• DIRECTIONS
One part of the entries below is wanted: the lines from the one containing "Target: bird's tail" through the one containing "The service SHOULD locate every instance of the green foliage". Write those out exactly and nothing else.

--- DATASET RECORDS Enclosed Below ---

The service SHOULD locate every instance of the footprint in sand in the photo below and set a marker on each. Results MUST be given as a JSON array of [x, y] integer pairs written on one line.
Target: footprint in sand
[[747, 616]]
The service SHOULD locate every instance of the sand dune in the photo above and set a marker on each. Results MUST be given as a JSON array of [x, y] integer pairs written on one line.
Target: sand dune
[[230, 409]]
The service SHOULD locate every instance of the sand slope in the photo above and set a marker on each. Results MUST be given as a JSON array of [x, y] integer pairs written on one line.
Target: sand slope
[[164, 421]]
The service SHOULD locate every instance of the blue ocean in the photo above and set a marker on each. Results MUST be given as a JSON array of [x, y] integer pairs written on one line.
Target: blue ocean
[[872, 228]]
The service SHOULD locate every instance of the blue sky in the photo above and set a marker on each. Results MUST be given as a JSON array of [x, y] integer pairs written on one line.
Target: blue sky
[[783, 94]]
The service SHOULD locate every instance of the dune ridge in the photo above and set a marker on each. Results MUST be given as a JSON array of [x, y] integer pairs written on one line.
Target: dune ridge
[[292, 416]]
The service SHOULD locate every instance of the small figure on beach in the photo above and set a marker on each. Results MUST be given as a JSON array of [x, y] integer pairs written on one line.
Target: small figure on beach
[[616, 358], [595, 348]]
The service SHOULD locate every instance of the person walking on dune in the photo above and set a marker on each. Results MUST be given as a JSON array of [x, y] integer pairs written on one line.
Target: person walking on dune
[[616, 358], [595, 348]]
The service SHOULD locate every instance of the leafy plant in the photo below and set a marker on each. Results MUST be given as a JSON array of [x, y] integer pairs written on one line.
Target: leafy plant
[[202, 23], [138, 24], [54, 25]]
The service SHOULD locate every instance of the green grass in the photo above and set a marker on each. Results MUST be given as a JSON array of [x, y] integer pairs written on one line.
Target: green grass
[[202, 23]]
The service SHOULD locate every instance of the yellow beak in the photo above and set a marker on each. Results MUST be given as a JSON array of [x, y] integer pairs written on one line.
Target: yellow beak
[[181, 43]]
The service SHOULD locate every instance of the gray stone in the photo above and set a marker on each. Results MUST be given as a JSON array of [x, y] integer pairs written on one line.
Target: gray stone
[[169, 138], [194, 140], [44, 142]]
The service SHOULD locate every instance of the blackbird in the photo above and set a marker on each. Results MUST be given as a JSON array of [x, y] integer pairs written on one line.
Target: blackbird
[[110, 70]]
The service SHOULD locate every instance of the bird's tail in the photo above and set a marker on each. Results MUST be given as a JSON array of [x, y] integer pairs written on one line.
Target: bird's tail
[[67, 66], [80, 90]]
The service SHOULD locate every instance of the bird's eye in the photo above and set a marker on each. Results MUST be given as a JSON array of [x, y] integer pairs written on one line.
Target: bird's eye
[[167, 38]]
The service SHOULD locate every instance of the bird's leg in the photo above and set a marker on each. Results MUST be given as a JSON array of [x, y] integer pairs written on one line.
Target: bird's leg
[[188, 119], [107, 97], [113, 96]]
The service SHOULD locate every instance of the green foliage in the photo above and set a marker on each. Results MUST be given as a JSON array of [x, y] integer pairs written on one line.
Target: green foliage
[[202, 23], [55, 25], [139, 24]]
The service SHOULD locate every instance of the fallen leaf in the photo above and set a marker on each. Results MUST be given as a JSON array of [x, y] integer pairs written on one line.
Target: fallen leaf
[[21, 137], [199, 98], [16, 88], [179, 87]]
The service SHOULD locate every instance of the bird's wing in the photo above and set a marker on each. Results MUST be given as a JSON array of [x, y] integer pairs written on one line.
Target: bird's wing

--- End of Enclosed DATASET RECORDS ---

• ANSWER TO THIS TASK
Target: bird's tail
[[67, 66], [80, 90]]
The service SHOULD locate every instance of the bird's eye in the photo above and set a marker on each. Results MUST be given as a JSON array of [x, y] integer pairs written on one line.
Target: bird's eye
[[167, 38]]
The service SHOULD locate every instance of the bird's leg in the photo above and set a marker on each. Results MUST be given as a JSON array of [x, y] integer pairs written on one line.
Target: bird's leg
[[188, 119], [107, 97], [113, 96]]
The service SHOULD locate every instance of the green foliage in the photo above and set a marker on each. Results MUST be given as a JSON array of [x, y] integer pairs written on one line.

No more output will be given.